[WRITTEN REQUEST]:
Return every record below word for word, keeping each line as it is.

__________

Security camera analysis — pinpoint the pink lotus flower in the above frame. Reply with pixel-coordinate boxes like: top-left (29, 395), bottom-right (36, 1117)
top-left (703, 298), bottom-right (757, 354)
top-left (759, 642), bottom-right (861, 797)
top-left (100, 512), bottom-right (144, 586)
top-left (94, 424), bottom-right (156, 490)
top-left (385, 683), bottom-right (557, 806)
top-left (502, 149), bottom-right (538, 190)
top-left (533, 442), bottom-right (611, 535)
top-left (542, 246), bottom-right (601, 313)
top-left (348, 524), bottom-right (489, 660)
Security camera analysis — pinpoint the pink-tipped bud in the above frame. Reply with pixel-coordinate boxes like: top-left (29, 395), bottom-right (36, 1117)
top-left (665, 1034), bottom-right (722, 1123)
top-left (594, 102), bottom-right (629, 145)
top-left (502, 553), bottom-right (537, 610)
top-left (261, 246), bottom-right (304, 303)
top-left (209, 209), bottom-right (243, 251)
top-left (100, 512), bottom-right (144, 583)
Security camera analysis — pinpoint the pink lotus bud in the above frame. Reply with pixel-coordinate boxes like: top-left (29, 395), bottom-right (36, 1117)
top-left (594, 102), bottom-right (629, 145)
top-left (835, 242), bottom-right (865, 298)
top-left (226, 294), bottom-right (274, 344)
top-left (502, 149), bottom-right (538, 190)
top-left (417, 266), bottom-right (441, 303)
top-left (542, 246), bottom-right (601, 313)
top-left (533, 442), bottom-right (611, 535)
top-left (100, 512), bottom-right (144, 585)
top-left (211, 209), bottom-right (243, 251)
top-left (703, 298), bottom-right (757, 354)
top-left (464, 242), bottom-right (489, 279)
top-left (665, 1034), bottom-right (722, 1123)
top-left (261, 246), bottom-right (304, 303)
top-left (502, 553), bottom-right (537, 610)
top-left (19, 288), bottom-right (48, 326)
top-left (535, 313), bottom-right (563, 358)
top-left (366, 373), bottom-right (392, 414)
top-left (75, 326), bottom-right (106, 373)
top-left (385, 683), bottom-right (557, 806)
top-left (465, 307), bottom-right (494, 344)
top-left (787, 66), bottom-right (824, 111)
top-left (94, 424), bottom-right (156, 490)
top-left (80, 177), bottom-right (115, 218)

__________

[FINAL ANSWER]:
Security camera analysis — pinpoint the pink lotus flower in the above frame. Reply with pixel-coordinate boxes like: top-left (29, 395), bottom-right (36, 1117)
top-left (703, 298), bottom-right (757, 354)
top-left (759, 642), bottom-right (861, 797)
top-left (100, 512), bottom-right (144, 586)
top-left (94, 424), bottom-right (156, 490)
top-left (385, 683), bottom-right (557, 806)
top-left (502, 149), bottom-right (538, 190)
top-left (533, 442), bottom-right (611, 535)
top-left (542, 246), bottom-right (601, 313)
top-left (348, 524), bottom-right (489, 660)
Security camera analysis — pinpoint the pink-tipped bud in the above frame. Reply with pixel-coordinate boxes like: top-left (29, 395), bottom-right (36, 1117)
top-left (665, 1034), bottom-right (722, 1123)
top-left (594, 102), bottom-right (629, 145)
top-left (502, 553), bottom-right (537, 610)
top-left (261, 246), bottom-right (304, 303)
top-left (209, 209), bottom-right (243, 251)
top-left (100, 512), bottom-right (144, 583)
Security camera analysis — pinpoint the pink lotus bud in the above frame. Reply with pixel-coordinate boxes like: top-left (29, 395), bottom-right (36, 1117)
top-left (594, 102), bottom-right (629, 145)
top-left (835, 242), bottom-right (865, 298)
top-left (226, 294), bottom-right (274, 344)
top-left (502, 149), bottom-right (538, 190)
top-left (417, 266), bottom-right (441, 303)
top-left (542, 246), bottom-right (601, 313)
top-left (533, 442), bottom-right (611, 535)
top-left (100, 512), bottom-right (144, 585)
top-left (211, 209), bottom-right (243, 251)
top-left (703, 298), bottom-right (757, 354)
top-left (464, 242), bottom-right (489, 279)
top-left (665, 1034), bottom-right (722, 1123)
top-left (261, 246), bottom-right (304, 303)
top-left (502, 553), bottom-right (537, 610)
top-left (19, 288), bottom-right (48, 326)
top-left (535, 313), bottom-right (563, 358)
top-left (366, 373), bottom-right (392, 414)
top-left (75, 326), bottom-right (106, 373)
top-left (385, 683), bottom-right (557, 806)
top-left (465, 307), bottom-right (494, 344)
top-left (787, 66), bottom-right (824, 111)
top-left (94, 424), bottom-right (156, 490)
top-left (80, 177), bottom-right (115, 218)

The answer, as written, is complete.